■ Data supplied:
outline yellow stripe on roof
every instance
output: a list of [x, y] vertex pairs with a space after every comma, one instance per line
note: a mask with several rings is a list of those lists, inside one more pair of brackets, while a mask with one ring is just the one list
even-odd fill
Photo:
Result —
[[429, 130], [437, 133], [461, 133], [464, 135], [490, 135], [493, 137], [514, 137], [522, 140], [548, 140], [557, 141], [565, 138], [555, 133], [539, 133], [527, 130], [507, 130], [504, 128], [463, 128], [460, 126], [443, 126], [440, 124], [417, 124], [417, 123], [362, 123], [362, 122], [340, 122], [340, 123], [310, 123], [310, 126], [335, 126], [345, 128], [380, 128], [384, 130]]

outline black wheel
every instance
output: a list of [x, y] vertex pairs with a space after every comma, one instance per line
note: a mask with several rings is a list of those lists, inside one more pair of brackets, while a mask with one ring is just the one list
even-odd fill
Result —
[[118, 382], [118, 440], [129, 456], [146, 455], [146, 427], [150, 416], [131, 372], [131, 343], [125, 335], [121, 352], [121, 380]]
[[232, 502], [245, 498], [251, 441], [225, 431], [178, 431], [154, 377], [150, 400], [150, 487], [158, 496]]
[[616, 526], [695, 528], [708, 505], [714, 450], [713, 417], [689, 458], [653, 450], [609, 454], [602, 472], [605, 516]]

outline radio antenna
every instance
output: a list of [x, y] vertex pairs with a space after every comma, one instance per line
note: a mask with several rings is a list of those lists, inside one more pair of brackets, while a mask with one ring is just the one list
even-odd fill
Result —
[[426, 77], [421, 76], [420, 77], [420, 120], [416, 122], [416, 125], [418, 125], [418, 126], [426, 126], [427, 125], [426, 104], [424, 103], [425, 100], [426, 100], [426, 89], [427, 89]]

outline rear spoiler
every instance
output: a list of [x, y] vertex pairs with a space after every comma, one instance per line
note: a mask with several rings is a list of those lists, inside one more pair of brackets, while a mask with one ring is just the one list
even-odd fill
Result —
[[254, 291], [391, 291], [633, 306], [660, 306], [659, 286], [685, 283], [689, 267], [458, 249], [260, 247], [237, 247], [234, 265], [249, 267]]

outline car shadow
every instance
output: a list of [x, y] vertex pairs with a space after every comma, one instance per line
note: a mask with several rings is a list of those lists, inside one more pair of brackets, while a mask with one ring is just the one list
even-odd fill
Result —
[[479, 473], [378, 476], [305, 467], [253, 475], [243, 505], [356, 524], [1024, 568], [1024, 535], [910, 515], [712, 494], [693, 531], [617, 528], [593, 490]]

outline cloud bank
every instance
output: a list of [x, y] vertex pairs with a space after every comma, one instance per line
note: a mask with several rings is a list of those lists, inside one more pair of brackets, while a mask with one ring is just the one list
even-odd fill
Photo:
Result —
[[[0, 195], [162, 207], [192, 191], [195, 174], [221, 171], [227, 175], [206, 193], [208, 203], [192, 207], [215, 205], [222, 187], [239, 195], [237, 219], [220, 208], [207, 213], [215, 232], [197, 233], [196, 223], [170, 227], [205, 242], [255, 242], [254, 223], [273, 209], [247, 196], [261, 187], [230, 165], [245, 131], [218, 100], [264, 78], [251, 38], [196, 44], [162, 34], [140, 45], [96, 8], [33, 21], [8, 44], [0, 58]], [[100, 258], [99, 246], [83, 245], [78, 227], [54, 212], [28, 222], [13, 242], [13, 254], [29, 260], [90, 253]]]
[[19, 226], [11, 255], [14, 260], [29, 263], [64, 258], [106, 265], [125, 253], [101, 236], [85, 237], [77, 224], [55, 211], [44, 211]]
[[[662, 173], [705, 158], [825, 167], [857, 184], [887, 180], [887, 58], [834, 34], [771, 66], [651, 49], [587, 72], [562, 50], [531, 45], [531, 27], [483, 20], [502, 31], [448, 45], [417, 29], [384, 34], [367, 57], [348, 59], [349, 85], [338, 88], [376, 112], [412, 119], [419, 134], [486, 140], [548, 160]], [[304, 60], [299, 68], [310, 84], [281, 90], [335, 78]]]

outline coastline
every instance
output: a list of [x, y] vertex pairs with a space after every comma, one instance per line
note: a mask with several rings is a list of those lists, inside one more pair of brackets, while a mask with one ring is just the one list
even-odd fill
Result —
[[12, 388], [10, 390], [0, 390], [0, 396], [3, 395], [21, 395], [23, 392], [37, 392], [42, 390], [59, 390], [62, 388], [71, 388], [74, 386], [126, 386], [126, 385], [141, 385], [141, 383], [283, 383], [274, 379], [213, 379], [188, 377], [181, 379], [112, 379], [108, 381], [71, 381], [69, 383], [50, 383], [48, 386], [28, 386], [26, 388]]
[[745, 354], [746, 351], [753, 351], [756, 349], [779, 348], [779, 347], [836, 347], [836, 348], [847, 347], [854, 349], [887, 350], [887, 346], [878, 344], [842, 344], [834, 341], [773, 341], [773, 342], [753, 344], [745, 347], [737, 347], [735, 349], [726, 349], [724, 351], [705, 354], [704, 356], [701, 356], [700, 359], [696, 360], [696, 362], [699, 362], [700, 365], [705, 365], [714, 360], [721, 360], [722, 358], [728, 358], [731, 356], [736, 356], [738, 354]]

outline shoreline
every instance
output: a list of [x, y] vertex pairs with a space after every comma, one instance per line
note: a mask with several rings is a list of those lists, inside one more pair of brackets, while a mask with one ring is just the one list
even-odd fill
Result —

■ Task requirements: Please output everything from the line containing "outline car shadow" down to the line containing "90], [335, 78]]]", both included, with each line unchanged.

■ Result:
outline car shadow
every instance
output: a list of [x, y] vertex pairs with a space after every comma, one instance per line
note: a mask with several rings is a list of those lists, inside one more pair of brackets, while a mask with one ring is just the one list
even-odd fill
Result —
[[479, 473], [378, 476], [305, 467], [253, 475], [243, 505], [356, 524], [1024, 568], [1024, 535], [910, 515], [712, 494], [693, 531], [617, 528], [593, 490]]

outline cloud bank
every instance
output: a list of [x, y] vertex pairs with a space after every comma, one instance per line
note: a mask with several rings is a list of those lists, inside one more pair of brackets, while a mask with one ring is just the one list
even-odd fill
Photo:
Result —
[[[0, 195], [162, 207], [192, 191], [195, 174], [221, 171], [227, 175], [206, 193], [208, 203], [192, 207], [215, 205], [222, 187], [239, 195], [237, 219], [220, 208], [207, 213], [215, 232], [197, 233], [196, 223], [170, 227], [205, 242], [255, 242], [254, 223], [273, 209], [247, 196], [261, 187], [230, 165], [245, 131], [218, 100], [264, 78], [251, 38], [196, 44], [162, 34], [140, 45], [96, 8], [33, 21], [8, 44], [0, 58]], [[100, 258], [99, 246], [83, 245], [78, 227], [54, 212], [28, 222], [13, 242], [13, 254], [29, 260], [90, 253]]]
[[19, 226], [11, 255], [14, 260], [29, 263], [64, 258], [106, 265], [125, 253], [101, 236], [85, 237], [77, 224], [55, 211], [44, 211]]
[[[662, 173], [705, 158], [825, 167], [857, 184], [887, 180], [887, 58], [834, 34], [771, 66], [651, 49], [587, 72], [562, 50], [531, 45], [531, 27], [483, 20], [502, 31], [448, 45], [417, 29], [384, 34], [367, 57], [348, 59], [349, 85], [338, 88], [376, 112], [412, 119], [419, 134], [486, 140], [548, 160]], [[304, 60], [299, 68], [310, 84], [281, 90], [335, 78]]]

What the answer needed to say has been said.